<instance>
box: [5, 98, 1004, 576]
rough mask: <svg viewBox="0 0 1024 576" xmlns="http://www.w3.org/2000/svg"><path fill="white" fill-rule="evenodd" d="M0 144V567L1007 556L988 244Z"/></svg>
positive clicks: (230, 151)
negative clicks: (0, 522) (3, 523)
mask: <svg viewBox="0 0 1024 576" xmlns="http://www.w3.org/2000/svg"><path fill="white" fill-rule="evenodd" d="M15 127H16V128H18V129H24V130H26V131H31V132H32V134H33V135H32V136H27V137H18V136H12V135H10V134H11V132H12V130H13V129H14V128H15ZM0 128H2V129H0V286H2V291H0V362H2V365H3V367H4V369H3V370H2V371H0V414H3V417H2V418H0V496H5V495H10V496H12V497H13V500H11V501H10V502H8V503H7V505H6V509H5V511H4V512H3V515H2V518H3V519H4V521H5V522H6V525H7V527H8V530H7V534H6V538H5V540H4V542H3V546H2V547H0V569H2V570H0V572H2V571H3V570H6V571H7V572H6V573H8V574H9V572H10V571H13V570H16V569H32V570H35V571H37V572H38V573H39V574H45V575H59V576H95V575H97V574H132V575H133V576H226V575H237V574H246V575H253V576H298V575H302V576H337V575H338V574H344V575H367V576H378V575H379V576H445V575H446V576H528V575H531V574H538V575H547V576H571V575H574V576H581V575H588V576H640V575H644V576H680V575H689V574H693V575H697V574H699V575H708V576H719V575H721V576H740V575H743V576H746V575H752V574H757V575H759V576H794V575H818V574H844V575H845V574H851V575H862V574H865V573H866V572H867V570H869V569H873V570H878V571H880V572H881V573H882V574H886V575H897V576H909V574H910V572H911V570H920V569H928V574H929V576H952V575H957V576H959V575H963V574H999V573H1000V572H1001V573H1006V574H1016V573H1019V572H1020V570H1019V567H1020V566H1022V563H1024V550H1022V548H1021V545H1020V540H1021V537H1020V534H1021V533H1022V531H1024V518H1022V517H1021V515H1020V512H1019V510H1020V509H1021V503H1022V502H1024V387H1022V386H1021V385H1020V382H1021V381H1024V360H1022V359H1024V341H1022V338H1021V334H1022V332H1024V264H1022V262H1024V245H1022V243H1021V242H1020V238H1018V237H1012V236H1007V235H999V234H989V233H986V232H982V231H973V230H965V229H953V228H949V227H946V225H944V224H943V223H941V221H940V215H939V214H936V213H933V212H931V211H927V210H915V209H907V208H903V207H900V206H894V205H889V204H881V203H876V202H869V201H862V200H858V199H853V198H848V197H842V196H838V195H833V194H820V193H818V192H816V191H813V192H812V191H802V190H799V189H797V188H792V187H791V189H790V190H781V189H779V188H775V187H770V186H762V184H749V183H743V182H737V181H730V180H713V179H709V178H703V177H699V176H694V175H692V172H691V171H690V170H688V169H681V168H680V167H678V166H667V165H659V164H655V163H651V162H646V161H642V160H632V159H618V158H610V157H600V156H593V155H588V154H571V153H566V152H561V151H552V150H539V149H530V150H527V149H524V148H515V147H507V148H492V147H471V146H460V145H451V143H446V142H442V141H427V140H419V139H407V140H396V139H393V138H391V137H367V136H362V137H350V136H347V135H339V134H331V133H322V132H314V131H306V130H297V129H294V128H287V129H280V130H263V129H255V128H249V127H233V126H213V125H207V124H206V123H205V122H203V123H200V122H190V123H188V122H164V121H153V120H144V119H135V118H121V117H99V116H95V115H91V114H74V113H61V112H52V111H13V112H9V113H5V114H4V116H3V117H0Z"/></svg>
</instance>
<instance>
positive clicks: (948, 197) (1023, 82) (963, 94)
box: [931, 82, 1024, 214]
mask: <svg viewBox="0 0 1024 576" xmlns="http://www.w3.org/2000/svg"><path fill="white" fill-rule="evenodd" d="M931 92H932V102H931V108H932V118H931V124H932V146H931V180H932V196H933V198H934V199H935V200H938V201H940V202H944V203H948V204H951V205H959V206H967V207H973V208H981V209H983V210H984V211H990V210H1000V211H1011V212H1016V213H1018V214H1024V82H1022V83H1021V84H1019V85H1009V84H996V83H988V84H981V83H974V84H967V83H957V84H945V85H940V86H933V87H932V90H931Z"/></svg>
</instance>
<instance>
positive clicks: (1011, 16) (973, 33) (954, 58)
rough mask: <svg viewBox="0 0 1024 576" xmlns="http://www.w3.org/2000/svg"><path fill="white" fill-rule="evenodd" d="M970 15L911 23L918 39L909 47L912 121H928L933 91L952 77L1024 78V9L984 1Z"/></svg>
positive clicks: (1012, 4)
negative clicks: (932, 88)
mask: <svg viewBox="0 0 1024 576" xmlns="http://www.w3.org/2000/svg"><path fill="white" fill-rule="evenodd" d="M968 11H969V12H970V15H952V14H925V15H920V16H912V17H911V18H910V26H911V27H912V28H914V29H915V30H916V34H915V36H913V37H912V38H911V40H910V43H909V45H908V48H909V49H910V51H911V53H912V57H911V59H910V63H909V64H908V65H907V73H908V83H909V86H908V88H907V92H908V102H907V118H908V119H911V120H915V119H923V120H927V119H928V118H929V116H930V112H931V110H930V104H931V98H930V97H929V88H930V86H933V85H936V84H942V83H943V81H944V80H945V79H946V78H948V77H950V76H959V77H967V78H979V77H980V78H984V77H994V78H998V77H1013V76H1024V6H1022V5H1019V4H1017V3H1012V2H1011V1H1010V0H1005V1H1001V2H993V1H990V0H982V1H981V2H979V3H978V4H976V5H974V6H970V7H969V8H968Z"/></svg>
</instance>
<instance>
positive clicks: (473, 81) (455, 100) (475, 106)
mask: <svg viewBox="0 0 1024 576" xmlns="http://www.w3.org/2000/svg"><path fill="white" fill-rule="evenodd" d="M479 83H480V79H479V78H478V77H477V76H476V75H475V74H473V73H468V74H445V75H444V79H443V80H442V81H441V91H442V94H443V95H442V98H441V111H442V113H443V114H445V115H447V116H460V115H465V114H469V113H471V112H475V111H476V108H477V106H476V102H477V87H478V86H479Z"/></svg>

=-=-=-=-=

## TASK REQUIREMENTS
Copy out the data in full, exactly.

## EXERCISE ANSWER
<instance>
box: [5, 98, 1004, 576]
rough mask: <svg viewBox="0 0 1024 576" xmlns="http://www.w3.org/2000/svg"><path fill="white" fill-rule="evenodd" d="M0 144V567L1007 556L988 244Z"/></svg>
positive clicks: (230, 151)
negative clicks: (0, 522) (3, 523)
mask: <svg viewBox="0 0 1024 576" xmlns="http://www.w3.org/2000/svg"><path fill="white" fill-rule="evenodd" d="M15 127H16V128H18V129H24V130H26V131H31V132H32V134H33V135H32V136H27V137H18V136H12V135H10V134H11V132H12V130H13V129H14V128H15ZM0 128H2V129H0V286H2V291H0V362H2V365H3V367H4V369H3V370H2V371H0V414H3V417H2V418H0V496H5V495H10V496H12V497H13V500H11V501H10V502H8V503H7V505H6V509H5V511H4V512H3V515H2V518H3V519H4V521H5V522H6V525H7V527H8V530H7V534H6V538H5V540H4V542H3V546H2V547H0V569H2V570H0V572H2V571H3V570H6V571H7V572H6V573H8V574H9V572H10V571H13V570H16V569H32V570H35V571H37V572H38V573H39V574H45V575H59V576H95V575H97V574H132V575H133V576H226V575H237V574H246V575H253V576H298V575H302V576H337V575H338V574H344V575H367V576H378V575H379V576H445V575H446V576H528V575H531V574H538V575H547V576H571V575H574V576H581V575H588V576H640V575H644V576H680V575H689V574H693V575H697V574H699V575H708V576H719V575H721V576H740V575H743V576H746V575H752V574H757V575H759V576H794V575H818V574H844V575H845V574H851V575H862V574H865V573H866V572H867V570H869V569H873V570H878V571H880V572H881V573H882V574H886V575H897V576H909V574H910V572H911V570H920V569H928V574H929V576H952V575H957V576H959V575H963V574H999V573H1000V572H1001V573H1006V574H1016V573H1019V572H1020V570H1019V567H1020V566H1022V563H1024V550H1022V548H1021V545H1020V540H1021V537H1020V534H1021V533H1022V531H1024V518H1022V517H1021V515H1020V512H1019V510H1020V509H1021V503H1022V502H1024V387H1022V386H1021V385H1020V382H1021V381H1024V360H1022V359H1024V341H1022V338H1021V334H1022V332H1024V264H1022V262H1024V245H1022V243H1021V242H1020V238H1018V237H1012V236H1007V235H999V234H989V233H986V232H982V231H973V230H965V229H953V228H949V227H946V225H944V224H943V223H941V221H940V215H939V214H936V213H933V212H931V211H927V210H915V209H907V208H903V207H900V206H894V205H889V204H881V203H876V202H869V201H862V200H858V199H853V198H848V197H842V196H838V195H833V194H820V193H818V192H816V191H813V192H812V191H802V190H799V189H797V188H792V187H791V189H790V190H781V189H779V188H775V187H770V186H762V184H749V183H743V182H737V181H730V180H713V179H709V178H703V177H699V176H694V175H692V172H691V171H690V170H688V169H681V168H680V167H678V166H667V165H659V164H655V163H651V162H646V161H642V160H632V159H618V158H610V157H600V156H593V155H588V154H571V153H566V152H561V151H552V150H539V149H530V150H527V149H524V148H515V147H507V148H492V147H471V146H460V145H451V143H446V142H442V141H427V140H419V139H407V140H396V139H393V138H391V137H367V136H362V137H350V136H347V135H339V134H331V133H322V132H314V131H306V130H297V129H294V128H287V129H280V130H263V129H255V128H249V127H233V126H213V125H207V124H206V123H205V122H203V123H200V122H190V123H188V122H164V121H153V120H144V119H135V118H121V117H99V116H95V115H91V114H74V113H61V112H52V111H13V112H9V113H5V114H4V116H3V117H0Z"/></svg>
</instance>
<instance>
positive clicks: (948, 197) (1023, 82) (963, 94)
box: [931, 82, 1024, 214]
mask: <svg viewBox="0 0 1024 576" xmlns="http://www.w3.org/2000/svg"><path fill="white" fill-rule="evenodd" d="M931 92H932V102H931V108H932V118H931V124H932V146H931V180H932V196H933V198H934V199H935V200H938V201H940V202H944V203H948V204H951V205H959V206H967V207H973V208H981V209H983V210H984V211H990V210H1000V211H1011V212H1016V213H1018V214H1024V82H1022V83H1021V84H1019V85H1009V84H996V83H988V84H981V83H974V84H967V83H957V84H945V85H940V86H933V87H932V90H931Z"/></svg>
</instance>
<instance>
positive clicks: (1011, 16) (973, 33) (954, 58)
rough mask: <svg viewBox="0 0 1024 576" xmlns="http://www.w3.org/2000/svg"><path fill="white" fill-rule="evenodd" d="M970 15L911 23L918 39L909 47L912 121H928L933 91L952 77L1024 78V9L984 1Z"/></svg>
positive clicks: (1012, 4)
negative clicks: (932, 88)
mask: <svg viewBox="0 0 1024 576" xmlns="http://www.w3.org/2000/svg"><path fill="white" fill-rule="evenodd" d="M968 11H969V12H970V15H952V14H925V15H920V16H912V17H911V18H910V26H911V27H912V28H914V29H915V30H916V34H915V36H913V37H912V38H911V40H910V43H909V45H908V48H909V49H910V51H911V53H912V57H911V59H910V63H909V64H908V65H907V73H908V83H909V86H908V88H907V92H908V102H907V118H908V119H911V120H915V119H923V120H927V119H928V118H929V116H930V112H931V110H930V104H931V98H930V97H929V88H930V86H933V85H936V84H942V83H943V81H944V80H945V79H946V78H948V77H950V76H959V77H967V78H979V77H980V78H984V77H994V78H998V77H1013V76H1024V6H1022V5H1019V4H1017V3H1012V2H1011V1H1010V0H1005V1H1001V2H993V1H990V0H982V1H981V2H979V3H978V4H976V5H974V6H970V7H969V8H968Z"/></svg>
</instance>
<instance>
positive clicks: (473, 81) (455, 100) (475, 106)
mask: <svg viewBox="0 0 1024 576" xmlns="http://www.w3.org/2000/svg"><path fill="white" fill-rule="evenodd" d="M479 83H480V79H479V78H478V77H477V76H476V75H475V74H473V73H468V74H445V75H444V79H443V80H442V81H441V91H442V94H443V95H442V98H441V111H442V113H443V114H445V115H447V116H460V115H465V114H469V113H471V112H475V111H476V108H477V106H476V102H477V87H478V86H479Z"/></svg>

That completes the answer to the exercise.